EXTRACTED MATERIAL:
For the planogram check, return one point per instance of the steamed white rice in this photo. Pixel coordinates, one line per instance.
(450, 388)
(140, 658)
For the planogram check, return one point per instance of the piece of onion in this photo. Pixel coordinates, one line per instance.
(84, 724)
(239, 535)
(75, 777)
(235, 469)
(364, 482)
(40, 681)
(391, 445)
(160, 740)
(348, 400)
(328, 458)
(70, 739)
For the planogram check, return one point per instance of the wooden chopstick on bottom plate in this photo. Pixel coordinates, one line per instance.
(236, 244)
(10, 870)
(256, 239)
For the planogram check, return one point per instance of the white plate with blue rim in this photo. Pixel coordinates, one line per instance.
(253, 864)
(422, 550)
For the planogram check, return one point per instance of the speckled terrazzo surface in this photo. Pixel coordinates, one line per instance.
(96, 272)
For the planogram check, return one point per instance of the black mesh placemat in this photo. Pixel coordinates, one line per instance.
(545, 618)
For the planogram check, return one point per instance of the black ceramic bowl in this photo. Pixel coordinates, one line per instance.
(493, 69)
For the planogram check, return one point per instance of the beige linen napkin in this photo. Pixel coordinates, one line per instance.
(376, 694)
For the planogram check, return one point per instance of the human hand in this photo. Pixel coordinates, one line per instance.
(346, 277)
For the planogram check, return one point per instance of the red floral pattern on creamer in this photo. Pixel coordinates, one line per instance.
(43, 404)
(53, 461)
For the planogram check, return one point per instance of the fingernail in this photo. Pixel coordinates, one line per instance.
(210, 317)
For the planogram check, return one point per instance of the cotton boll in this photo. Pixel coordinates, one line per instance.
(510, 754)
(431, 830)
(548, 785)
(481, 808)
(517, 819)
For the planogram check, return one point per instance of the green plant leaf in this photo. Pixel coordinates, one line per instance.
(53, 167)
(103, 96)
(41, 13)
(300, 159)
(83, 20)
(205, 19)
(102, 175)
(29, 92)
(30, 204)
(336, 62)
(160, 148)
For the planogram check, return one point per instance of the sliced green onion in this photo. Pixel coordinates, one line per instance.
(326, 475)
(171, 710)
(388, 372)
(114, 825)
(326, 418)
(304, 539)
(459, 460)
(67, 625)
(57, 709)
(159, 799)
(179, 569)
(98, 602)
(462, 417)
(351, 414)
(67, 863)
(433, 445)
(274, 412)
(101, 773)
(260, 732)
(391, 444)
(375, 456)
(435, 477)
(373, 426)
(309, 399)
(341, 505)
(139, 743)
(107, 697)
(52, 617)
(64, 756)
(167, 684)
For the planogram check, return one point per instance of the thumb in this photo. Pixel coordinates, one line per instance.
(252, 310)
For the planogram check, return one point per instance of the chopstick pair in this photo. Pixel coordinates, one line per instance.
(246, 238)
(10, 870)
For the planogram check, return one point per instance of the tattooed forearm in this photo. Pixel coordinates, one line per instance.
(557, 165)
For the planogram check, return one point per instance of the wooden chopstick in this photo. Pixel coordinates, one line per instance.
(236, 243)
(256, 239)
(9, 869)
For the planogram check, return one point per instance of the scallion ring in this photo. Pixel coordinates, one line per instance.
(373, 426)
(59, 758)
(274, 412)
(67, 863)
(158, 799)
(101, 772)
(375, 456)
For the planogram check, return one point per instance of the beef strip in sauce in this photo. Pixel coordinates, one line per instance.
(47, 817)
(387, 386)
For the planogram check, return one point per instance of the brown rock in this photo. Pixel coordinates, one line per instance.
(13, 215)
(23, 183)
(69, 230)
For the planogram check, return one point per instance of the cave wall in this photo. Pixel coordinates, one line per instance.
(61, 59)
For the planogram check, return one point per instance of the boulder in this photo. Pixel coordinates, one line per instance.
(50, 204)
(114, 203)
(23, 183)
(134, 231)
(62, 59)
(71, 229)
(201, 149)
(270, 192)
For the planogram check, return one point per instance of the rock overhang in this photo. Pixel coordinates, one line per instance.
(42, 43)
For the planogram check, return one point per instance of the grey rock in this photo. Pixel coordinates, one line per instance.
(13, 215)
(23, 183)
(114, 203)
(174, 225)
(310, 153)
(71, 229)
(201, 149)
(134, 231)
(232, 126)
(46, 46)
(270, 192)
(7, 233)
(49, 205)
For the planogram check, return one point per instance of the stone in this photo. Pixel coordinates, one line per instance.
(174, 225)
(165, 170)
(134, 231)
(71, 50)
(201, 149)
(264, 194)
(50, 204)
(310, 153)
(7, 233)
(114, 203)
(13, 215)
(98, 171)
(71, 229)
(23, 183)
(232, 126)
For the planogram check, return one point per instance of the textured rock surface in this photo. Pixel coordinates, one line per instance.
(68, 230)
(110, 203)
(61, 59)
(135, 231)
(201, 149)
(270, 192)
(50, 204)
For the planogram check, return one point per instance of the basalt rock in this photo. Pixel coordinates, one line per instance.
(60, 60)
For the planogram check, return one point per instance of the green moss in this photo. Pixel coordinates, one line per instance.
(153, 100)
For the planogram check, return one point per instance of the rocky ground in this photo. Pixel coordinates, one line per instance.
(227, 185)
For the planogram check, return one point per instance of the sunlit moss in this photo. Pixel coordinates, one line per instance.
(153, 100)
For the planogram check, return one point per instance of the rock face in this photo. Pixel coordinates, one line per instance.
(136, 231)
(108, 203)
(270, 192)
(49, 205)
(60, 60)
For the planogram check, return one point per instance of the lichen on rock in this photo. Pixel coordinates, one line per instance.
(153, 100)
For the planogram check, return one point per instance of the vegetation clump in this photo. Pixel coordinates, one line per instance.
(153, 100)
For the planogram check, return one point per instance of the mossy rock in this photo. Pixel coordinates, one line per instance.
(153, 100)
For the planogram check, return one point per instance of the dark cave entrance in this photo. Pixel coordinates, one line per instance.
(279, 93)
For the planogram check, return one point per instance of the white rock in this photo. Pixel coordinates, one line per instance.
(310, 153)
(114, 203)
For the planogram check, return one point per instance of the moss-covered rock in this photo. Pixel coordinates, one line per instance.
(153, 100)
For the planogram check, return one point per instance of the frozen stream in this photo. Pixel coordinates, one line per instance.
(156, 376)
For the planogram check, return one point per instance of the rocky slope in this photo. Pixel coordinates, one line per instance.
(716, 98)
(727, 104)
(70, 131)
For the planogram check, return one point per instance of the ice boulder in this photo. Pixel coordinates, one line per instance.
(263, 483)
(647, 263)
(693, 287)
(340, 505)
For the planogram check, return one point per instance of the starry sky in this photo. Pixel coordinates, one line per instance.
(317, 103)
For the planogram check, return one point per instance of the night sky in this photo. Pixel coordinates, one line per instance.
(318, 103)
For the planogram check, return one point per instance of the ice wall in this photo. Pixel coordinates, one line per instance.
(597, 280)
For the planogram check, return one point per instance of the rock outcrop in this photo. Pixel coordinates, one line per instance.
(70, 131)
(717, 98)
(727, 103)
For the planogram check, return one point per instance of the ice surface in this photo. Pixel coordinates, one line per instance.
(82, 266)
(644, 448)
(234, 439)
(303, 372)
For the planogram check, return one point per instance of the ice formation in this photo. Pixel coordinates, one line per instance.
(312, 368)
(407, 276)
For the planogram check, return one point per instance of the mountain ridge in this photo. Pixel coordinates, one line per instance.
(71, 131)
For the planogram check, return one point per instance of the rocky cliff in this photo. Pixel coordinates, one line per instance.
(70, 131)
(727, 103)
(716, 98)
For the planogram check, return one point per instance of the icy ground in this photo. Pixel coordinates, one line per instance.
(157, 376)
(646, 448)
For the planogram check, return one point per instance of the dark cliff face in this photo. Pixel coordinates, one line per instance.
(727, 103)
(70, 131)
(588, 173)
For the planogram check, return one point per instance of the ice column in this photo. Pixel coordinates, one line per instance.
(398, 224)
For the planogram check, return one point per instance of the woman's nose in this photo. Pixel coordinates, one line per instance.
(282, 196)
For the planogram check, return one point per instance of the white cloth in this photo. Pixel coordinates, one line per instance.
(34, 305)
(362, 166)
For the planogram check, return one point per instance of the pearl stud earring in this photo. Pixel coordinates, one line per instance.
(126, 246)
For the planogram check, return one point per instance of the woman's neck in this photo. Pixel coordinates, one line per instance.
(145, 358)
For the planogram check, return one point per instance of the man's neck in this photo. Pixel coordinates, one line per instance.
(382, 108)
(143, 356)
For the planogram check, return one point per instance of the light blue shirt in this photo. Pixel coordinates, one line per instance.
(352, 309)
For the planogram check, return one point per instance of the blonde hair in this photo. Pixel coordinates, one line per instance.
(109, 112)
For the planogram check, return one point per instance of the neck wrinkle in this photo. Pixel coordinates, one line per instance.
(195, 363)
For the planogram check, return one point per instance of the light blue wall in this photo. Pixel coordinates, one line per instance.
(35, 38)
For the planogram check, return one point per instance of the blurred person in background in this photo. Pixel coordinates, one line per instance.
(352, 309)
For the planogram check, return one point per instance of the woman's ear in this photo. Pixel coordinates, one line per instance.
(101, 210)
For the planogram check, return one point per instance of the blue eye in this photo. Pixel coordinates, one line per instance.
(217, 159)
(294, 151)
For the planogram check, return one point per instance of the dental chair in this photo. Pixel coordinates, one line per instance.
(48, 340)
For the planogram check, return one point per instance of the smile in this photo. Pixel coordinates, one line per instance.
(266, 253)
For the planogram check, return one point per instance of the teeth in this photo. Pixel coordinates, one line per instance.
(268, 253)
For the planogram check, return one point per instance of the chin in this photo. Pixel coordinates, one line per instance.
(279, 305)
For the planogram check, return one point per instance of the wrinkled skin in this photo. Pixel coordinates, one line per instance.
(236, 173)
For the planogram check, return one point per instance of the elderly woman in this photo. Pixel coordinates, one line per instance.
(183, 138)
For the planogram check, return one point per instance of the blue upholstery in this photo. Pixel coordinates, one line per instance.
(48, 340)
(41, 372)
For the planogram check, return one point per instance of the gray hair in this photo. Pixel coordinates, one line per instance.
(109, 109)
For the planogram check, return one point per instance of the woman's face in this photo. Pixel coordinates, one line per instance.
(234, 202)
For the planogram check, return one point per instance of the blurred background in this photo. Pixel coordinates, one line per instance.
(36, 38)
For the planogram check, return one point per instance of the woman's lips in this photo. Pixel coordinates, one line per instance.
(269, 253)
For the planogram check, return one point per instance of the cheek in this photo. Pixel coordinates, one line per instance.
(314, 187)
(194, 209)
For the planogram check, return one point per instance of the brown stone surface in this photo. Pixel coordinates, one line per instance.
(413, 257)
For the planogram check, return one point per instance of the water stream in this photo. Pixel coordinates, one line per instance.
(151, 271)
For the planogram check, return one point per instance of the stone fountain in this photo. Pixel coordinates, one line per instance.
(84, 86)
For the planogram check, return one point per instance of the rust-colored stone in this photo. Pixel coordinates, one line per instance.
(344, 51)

SHORT TASK:
Reproduce the final stretch of the data above: every line from the one holding "the woman's lips" through the end, inclusive, exactly as written and nothing else.

FINISHED TASK:
For the planogram check, return one point per instance of the woman's lips in this photo. Pixel coordinates, one line per instance.
(269, 253)
For the planogram check, return one point per instance of the cheek in this photo. Pixel coordinates, one line per instance.
(314, 187)
(194, 209)
For the planogram check, return one point per instance of the brown stone surface in this photo. Pixel coordinates, one line per instance.
(413, 257)
For the planogram check, return one point per instance of the water stream in this photo. Pixel coordinates, one line per instance.
(151, 271)
For the planogram check, return one point per instance of the stone fountain in this photo. Pixel coordinates, one line per instance.
(84, 86)
For the planogram check, return one point per instance of the rust-colored stone in this photo. Pixel coordinates, one line per instance.
(344, 51)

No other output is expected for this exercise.